(Records to process)
────────────────────

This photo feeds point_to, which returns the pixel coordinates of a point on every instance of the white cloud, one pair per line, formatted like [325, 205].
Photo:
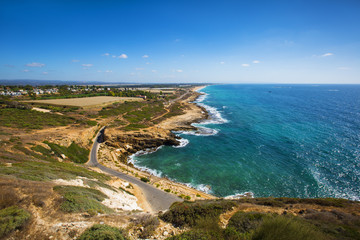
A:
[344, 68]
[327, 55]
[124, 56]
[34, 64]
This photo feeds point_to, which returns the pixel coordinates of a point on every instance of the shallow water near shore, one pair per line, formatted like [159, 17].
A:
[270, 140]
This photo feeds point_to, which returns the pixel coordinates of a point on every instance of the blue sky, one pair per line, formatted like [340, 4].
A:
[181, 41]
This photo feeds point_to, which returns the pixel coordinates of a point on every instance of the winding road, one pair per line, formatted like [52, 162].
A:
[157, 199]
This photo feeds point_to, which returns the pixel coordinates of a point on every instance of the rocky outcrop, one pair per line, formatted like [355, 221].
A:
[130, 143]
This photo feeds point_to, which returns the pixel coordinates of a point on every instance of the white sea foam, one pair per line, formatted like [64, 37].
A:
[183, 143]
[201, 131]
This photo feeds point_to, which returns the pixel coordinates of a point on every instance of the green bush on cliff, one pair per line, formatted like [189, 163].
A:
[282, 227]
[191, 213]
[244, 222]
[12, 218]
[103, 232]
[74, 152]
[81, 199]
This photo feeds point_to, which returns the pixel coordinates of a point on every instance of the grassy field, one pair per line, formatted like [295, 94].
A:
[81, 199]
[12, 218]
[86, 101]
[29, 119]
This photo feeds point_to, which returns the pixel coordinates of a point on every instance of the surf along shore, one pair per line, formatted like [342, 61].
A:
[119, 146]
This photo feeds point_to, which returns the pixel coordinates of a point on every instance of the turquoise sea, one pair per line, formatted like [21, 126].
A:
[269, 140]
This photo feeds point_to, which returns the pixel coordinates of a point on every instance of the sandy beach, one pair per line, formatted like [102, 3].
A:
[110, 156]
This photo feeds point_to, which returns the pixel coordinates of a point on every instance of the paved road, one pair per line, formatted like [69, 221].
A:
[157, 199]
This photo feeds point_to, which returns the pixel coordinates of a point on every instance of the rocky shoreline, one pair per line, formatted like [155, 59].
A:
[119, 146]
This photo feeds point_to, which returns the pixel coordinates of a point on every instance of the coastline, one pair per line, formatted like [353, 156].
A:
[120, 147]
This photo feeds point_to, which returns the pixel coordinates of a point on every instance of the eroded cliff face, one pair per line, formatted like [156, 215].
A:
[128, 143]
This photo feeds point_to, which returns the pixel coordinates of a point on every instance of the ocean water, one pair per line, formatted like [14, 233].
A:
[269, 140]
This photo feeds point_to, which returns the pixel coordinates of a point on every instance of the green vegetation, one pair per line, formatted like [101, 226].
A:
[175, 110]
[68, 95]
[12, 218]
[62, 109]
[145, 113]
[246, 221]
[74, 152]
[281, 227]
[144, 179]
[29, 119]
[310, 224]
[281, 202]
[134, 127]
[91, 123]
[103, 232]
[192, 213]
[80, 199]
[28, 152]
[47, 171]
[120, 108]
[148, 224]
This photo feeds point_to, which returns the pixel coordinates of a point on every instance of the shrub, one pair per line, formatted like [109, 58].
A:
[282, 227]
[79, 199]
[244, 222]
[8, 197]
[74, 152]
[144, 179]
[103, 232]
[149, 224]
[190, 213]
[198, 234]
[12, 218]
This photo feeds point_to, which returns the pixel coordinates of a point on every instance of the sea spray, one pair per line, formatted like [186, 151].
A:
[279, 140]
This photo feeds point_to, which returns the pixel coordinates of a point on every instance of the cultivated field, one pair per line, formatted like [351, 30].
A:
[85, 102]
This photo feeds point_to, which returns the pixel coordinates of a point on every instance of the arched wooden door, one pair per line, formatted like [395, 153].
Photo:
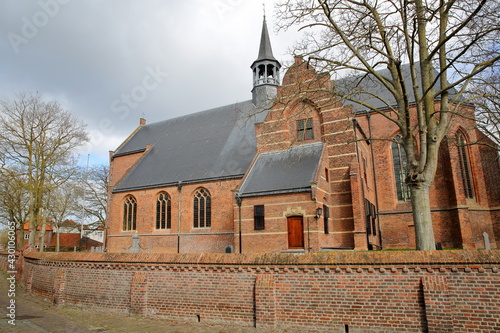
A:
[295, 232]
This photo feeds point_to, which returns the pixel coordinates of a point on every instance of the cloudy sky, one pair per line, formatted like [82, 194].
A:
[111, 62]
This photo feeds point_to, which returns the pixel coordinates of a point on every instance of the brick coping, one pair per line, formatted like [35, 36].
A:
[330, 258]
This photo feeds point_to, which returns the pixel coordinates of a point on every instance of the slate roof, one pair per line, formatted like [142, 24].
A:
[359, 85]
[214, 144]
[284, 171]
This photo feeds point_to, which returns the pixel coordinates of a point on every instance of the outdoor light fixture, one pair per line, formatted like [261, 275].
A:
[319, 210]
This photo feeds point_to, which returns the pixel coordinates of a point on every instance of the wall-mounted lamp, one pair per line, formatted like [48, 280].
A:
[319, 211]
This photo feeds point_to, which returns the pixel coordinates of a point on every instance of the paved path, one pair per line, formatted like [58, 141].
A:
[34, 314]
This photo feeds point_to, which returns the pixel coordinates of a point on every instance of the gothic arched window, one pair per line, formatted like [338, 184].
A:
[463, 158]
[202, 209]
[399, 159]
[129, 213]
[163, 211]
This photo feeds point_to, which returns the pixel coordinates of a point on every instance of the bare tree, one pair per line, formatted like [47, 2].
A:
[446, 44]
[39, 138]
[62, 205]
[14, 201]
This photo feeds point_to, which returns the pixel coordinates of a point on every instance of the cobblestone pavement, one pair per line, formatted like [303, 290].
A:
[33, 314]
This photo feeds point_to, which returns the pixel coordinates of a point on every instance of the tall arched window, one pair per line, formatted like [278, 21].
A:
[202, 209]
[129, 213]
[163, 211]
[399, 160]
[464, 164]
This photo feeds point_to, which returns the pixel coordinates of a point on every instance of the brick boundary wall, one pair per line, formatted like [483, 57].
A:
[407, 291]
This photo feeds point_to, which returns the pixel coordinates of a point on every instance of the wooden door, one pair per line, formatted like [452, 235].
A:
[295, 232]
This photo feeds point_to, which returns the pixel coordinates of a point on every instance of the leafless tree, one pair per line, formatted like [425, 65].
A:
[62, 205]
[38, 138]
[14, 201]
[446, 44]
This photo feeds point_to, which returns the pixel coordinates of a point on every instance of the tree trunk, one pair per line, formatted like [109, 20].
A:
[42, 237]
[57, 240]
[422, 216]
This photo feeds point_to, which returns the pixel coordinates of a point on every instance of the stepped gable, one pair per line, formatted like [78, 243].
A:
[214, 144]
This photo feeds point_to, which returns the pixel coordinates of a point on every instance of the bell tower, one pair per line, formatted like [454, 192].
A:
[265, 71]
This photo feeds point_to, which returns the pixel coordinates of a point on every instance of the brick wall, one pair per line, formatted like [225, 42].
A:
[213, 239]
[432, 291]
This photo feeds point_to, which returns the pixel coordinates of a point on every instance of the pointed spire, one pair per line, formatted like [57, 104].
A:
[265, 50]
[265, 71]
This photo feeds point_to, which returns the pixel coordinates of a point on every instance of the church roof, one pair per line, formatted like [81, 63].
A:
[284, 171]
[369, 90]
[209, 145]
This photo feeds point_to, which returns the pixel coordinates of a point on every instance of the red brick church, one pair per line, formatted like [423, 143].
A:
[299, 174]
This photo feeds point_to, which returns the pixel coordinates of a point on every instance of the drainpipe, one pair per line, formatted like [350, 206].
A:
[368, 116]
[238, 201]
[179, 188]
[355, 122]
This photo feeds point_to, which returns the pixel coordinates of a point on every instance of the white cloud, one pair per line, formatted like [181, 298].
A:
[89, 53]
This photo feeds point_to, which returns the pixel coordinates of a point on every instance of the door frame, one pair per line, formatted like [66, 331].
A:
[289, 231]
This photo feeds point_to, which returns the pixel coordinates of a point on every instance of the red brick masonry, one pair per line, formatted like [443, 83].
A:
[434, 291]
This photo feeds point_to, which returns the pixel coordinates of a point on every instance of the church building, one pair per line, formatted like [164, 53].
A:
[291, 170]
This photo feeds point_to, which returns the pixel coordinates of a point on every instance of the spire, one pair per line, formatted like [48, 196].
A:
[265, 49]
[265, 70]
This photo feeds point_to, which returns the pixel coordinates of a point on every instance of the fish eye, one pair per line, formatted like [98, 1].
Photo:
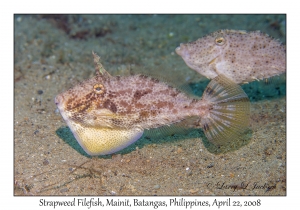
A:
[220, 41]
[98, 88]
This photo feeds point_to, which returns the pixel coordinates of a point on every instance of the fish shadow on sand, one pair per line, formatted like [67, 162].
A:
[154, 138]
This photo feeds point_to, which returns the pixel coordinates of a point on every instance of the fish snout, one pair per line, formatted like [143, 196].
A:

────────────────────

(Stated problem)
Copy nothing outside the span: please output the lines from the one with "like [443, 83]." through the end of the entries above, and skip the pictures.

(Final result)
This photo feeds point_to, which returns the pixel coordinates of a point on every instance of the red brick masonry, one pair per line, formatted like [443, 83].
A:
[434, 291]
This photo feeds point_to, which returns the pixel coordinates of a point on every instance of the church building, one pair per line, formatted like [164, 53].
A:
[291, 170]
This photo feeds point_to, which returns the pixel coordinates of a point on every instance of the spire, one pair per line, formatted like [48, 196].
A:
[265, 49]
[265, 70]
This photo feeds point_to, which returns the pixel coordinates of a point on every instance of the fish eye, one pair per line, formatted like [98, 1].
Photo:
A:
[220, 41]
[98, 88]
This photo feeds point_to, which returns the pixel coordinates of a point on every instance of the fish shadow on sand, one pair per line, formatted like [67, 162].
A:
[154, 138]
This photo feeds point_to, which returns the pixel coordinates of a point on every instance of the fish snout, one pair per line, formatted like [143, 196].
A:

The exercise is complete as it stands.